Your task. Reproduce, word for word, the stretch of the recommendation systems paper from "revenue, user engagement, user" through "Content-based Filtering [1].".

Selected text.
╔══
Exploration of Data Mining Techniques Supporting

Recommendation Systems

Joseph Davis

Department of Data Science

Florida Polytechnic University

Lakeland, United States of America

JosephDavisJoey@gmail.com

Abstract—Recommendation systems are the most significant

auxiliary feature of many online services. This project aims to

explore techniques for data cleaning and feature extraction in data

mining. Using these techniques we aim to identify, extract, and

create features which are useful in recommendation systems.

Several approaches are discussed such as Principal Component

Analysis, Single-Value Decomposition, and Graph Clustering.

Keywords—recommendation systems, data mining, content-

based filtering, collaborative-filtering, graph clustering, interest

mapping, matrix factorization

I. INTRODUCTION

The aim of this paper is to outline our approach at extracting

meaningful relationship from user rankings and content

metadata for use in recommendation systems.

A. Recommendation Systems

Recommendation systems can be found at the core of most

online services which serve content, sell products, or engage in

advertising. These systems serve to exploit data describing user

behaviors, interests, and feedback, as well as the content being

served. The use of these systems can increase a platform’s

revenue, user engagement, user retention, and navigability [1]. It

is apparent that these systems are the key to the success of many

online services, and their effectiveness may serve as a measure

of quality between one service and another.

There are many recommendation systems in the world;

however, two important categories of recommendation systems

are Collaborative Filtering and Content-based Filtering [1].

In collaborative filtering, “[users] will be recommended

items that people with similar tastes and preferences liked in the

past” [2]. While collaborative filtering is not constrained to this

definition, it is an apt description. Simly put, collaborative

filtering takes user feedback, user behavior, and content

metadata into account to filter subsets of content and or users.

In content-based filtering, “[users] will be recommended

items similar to the ones [they] preferred in the past” [2].

Content-based filtering focuses on a single user and their habits.

Unlike collaborative filtering, it does not take into account the

behavior of other users.

An excellent recommendation system excels at

recommending content or products which the user will want to

purchase or view, and enjoy the content. If the provided

recommendations do not align with user interests, they may look

for alternative services or end their search altogether. If the

recommendations do not lead to a positive response, the user’s

engagement will decrease as they lose interest in the service.

B. Required Information

To make accurate recommendations, sufficient information

about the user’s interests and behaviors must be collected. Not

only must information about the user be collected, but the

content must have metadata describing it.
╚══
Source data.
╔══
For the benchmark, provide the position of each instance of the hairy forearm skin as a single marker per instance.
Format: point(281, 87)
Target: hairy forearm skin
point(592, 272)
╚══
Exercise response.
revenue, user engagement, user retention, and navigability [1]. It

is apparent that these systems are the key to the success of many

online services, and their effectiveness may serve as a measure

of quality between one service and another.

There are many recommendation systems in the world;

however, two important categories of recommendation systems

are Collaborative Filtering and Content-based Filtering [1].